» THE RECORDS
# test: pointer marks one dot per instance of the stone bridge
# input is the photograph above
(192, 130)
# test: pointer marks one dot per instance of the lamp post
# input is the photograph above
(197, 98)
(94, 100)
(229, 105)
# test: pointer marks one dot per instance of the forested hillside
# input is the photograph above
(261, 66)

» WHAT IS NEEDED
All the lines above should appear again in the answer, exactly as written.

» OUTPUT FOR THIS EXERCISE
# test: pointer marks one dot per instance of the stone bridge
# input is the photograph above
(192, 130)
# test: pointer marks one dot per instance of the lamp post
# input is the photograph above
(197, 98)
(94, 100)
(229, 105)
# test: pointer marks one dot per instance of the forested hillside
# input is the photograph above
(261, 66)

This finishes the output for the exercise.